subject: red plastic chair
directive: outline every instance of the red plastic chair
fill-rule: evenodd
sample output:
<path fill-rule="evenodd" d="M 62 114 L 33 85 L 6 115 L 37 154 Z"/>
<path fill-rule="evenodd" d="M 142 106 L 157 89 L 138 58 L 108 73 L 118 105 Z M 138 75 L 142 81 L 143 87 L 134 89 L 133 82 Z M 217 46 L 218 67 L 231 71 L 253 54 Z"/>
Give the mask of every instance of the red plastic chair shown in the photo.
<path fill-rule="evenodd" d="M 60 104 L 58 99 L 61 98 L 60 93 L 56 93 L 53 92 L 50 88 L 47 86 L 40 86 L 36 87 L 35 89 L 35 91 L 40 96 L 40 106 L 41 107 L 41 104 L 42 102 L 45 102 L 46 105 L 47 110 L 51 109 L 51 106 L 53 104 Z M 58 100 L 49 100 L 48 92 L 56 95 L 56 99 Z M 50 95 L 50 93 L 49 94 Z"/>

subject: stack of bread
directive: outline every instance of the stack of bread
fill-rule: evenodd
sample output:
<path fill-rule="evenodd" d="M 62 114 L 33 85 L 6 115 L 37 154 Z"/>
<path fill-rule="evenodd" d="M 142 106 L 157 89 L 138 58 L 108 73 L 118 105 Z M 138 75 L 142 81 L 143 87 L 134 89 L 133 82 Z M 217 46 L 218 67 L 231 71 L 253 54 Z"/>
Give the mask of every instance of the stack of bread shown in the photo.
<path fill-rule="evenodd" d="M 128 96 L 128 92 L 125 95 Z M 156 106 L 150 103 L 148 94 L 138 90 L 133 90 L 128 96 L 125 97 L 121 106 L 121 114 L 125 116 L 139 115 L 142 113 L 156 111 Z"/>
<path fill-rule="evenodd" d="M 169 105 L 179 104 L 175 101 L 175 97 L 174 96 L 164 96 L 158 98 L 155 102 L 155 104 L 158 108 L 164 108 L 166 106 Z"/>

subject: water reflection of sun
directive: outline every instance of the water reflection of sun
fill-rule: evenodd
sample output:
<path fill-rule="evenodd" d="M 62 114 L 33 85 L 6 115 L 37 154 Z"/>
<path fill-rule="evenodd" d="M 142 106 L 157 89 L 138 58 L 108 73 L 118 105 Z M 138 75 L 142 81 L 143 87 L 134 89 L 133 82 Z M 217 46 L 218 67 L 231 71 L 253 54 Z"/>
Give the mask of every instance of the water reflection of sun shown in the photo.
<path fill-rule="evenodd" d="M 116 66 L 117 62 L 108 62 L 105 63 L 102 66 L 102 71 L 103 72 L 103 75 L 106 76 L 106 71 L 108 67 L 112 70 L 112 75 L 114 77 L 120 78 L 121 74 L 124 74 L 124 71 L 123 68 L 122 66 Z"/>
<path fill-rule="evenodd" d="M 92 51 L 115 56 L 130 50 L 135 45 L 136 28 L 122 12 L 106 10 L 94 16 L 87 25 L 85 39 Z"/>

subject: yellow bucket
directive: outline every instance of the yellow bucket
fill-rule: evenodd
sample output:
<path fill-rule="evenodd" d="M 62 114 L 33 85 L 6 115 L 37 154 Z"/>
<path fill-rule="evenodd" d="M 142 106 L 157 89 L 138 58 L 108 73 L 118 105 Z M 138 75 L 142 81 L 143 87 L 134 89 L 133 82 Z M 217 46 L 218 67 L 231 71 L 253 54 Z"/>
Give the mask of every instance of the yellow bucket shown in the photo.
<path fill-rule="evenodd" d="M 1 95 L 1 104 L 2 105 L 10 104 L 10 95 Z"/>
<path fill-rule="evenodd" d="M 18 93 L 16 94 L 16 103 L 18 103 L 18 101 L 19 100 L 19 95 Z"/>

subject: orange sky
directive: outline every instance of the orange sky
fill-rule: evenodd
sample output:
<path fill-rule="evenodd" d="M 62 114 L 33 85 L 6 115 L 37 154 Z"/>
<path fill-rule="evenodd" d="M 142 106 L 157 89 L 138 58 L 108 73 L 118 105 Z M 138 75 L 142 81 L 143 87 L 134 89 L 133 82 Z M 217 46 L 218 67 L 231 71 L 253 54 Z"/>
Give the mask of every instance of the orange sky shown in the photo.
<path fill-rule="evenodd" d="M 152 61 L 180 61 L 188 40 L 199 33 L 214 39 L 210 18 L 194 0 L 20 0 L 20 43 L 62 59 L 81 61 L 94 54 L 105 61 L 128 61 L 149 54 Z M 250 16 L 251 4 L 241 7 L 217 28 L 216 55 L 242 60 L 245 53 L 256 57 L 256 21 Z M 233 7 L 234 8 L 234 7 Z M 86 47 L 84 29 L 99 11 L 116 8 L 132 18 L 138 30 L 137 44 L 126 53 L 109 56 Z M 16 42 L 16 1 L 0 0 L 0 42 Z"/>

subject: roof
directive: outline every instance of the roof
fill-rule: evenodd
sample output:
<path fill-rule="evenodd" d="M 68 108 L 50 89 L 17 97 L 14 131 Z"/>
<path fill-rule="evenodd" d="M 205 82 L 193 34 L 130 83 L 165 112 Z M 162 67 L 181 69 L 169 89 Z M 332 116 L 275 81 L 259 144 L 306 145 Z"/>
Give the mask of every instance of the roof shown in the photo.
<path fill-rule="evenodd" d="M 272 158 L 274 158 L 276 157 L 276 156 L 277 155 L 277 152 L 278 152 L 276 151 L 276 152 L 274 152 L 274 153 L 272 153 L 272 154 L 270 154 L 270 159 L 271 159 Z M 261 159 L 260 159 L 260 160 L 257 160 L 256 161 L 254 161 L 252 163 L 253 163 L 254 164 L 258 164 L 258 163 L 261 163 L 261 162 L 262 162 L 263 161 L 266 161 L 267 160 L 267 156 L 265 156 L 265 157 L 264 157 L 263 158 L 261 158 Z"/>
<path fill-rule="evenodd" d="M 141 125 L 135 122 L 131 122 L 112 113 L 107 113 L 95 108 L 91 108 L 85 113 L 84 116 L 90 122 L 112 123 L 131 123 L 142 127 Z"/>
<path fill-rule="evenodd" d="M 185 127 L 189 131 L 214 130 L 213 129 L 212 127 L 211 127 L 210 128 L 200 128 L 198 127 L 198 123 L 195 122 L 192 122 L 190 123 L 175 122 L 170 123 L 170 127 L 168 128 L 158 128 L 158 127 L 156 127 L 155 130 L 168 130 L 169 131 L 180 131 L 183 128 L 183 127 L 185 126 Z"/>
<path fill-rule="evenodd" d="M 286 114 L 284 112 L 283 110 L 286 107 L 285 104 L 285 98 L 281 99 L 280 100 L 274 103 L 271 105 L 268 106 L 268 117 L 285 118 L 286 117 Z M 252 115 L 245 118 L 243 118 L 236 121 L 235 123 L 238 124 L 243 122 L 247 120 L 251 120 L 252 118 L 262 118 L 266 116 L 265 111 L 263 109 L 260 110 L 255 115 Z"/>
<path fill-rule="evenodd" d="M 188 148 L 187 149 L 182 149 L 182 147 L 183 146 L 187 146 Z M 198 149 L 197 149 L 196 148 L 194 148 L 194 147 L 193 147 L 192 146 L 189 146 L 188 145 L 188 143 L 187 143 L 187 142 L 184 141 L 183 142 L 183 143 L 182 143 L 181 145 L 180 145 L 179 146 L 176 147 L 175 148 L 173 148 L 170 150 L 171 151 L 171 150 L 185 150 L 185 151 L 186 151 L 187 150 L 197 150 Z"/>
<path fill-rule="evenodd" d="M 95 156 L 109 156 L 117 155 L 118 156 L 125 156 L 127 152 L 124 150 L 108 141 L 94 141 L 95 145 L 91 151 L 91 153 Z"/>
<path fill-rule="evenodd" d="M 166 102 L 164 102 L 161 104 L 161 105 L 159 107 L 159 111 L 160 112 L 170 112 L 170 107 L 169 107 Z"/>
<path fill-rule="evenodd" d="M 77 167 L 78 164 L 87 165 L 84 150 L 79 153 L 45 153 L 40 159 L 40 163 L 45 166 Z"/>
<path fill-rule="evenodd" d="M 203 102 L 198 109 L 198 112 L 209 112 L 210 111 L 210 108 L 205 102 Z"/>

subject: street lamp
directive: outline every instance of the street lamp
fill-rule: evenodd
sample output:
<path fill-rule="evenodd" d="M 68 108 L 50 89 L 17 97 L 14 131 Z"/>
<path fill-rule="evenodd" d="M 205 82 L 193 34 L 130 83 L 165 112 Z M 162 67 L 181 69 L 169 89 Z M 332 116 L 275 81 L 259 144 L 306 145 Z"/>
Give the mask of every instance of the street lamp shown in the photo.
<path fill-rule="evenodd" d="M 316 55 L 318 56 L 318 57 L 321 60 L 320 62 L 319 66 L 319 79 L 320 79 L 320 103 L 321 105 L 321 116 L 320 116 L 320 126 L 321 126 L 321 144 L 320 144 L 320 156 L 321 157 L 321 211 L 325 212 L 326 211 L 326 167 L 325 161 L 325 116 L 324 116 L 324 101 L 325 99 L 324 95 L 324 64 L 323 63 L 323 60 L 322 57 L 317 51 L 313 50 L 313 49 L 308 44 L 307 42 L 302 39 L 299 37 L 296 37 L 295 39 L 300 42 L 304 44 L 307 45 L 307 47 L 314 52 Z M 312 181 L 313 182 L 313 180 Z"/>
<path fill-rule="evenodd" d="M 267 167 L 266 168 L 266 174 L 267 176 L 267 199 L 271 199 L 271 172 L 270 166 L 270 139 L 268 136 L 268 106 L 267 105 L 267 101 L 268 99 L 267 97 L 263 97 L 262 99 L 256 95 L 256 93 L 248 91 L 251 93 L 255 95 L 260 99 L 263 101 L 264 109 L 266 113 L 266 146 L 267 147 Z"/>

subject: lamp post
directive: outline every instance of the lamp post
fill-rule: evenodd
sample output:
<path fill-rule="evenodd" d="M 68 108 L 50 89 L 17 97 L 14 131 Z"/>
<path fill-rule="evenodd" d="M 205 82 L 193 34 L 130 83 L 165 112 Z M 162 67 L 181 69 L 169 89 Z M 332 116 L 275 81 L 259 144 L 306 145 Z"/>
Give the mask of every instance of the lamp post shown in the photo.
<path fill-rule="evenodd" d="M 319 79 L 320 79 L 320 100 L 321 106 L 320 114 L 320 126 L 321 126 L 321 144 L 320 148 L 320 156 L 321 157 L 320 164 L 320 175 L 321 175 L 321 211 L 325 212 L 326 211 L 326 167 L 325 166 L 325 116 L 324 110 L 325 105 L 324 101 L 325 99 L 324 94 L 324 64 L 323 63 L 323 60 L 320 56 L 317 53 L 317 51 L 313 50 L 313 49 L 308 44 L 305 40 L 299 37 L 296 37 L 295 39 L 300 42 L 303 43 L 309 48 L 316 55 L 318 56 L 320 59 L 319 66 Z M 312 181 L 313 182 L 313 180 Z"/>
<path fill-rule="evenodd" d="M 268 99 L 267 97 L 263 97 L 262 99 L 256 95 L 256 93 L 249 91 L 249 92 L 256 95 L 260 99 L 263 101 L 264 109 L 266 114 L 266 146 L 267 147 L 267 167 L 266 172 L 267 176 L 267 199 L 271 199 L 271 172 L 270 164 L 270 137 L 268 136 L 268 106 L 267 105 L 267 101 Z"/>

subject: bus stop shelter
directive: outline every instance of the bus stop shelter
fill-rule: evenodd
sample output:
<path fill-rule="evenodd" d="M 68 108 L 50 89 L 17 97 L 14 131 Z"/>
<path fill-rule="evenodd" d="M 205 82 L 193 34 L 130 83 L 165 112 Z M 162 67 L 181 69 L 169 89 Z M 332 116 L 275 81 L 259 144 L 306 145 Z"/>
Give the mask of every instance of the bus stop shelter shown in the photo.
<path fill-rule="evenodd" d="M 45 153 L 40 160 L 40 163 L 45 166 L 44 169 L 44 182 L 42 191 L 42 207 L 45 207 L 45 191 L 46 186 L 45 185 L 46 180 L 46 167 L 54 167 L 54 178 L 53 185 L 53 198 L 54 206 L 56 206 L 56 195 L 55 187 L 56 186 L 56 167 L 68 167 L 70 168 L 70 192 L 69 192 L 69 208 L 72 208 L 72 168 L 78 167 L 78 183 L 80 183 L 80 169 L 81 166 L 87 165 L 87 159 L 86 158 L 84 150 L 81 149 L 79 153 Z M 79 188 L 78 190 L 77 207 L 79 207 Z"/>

□ □ □ □ □

Count the lines in the rows above that contain the word "water". Reply with the number alone.

▶ [Finished task] 3